Copy the material below word for word, starting at the line that contains "Identify each instance of the pointed" and going down through the last line, both included.

# start of LISTING

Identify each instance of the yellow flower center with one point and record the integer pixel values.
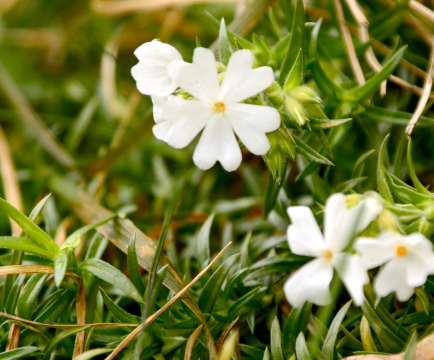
(219, 107)
(401, 250)
(328, 255)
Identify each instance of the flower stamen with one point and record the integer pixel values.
(401, 250)
(328, 255)
(219, 107)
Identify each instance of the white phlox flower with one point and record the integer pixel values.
(152, 71)
(409, 260)
(218, 110)
(312, 281)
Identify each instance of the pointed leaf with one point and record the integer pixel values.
(309, 153)
(208, 296)
(113, 276)
(371, 86)
(133, 266)
(224, 45)
(31, 229)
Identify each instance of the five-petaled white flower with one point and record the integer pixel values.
(218, 110)
(312, 281)
(152, 71)
(409, 260)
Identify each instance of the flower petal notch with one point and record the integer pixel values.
(312, 281)
(152, 72)
(217, 110)
(408, 259)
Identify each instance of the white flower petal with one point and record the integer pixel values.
(151, 73)
(301, 245)
(392, 278)
(161, 129)
(217, 143)
(308, 231)
(251, 122)
(372, 207)
(417, 270)
(375, 252)
(200, 78)
(336, 231)
(188, 118)
(353, 274)
(310, 283)
(240, 81)
(157, 51)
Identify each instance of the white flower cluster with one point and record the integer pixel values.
(408, 259)
(216, 108)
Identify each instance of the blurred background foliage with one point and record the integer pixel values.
(72, 119)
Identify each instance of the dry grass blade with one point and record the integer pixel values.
(155, 315)
(119, 232)
(425, 351)
(32, 120)
(117, 8)
(225, 333)
(22, 321)
(191, 342)
(349, 46)
(30, 269)
(10, 181)
(81, 320)
(425, 96)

# end of LISTING

* **WRITTEN ANSWER**
Identify each instance of the pointed leaf with one point and record the integer pixel values.
(309, 153)
(208, 296)
(113, 276)
(371, 86)
(133, 266)
(224, 45)
(31, 229)
Identify each instance of the five-petaled white flower with one point and record the integer pixel values.
(218, 110)
(312, 281)
(152, 71)
(409, 260)
Identify each instance of the flower petal notch with one point and record the integer pixel values.
(312, 281)
(152, 72)
(217, 110)
(408, 259)
Identify each instance of the white flower petal with one point and record the integer pixel values.
(151, 73)
(301, 245)
(392, 278)
(161, 129)
(217, 143)
(308, 231)
(251, 122)
(372, 207)
(417, 270)
(375, 252)
(200, 78)
(336, 231)
(188, 118)
(353, 274)
(310, 283)
(240, 81)
(157, 51)
Identify each instance of the white flower cluster with one point and record the integer pixel values.
(408, 259)
(216, 108)
Identify each instance of the blurred background foliage with one point and record the integer pixel values.
(72, 119)
Identify each instance of the dry grass blade with one point and record the integer pixel values.
(155, 315)
(119, 232)
(425, 351)
(32, 120)
(117, 8)
(225, 333)
(22, 321)
(191, 342)
(349, 46)
(30, 269)
(10, 181)
(81, 320)
(425, 96)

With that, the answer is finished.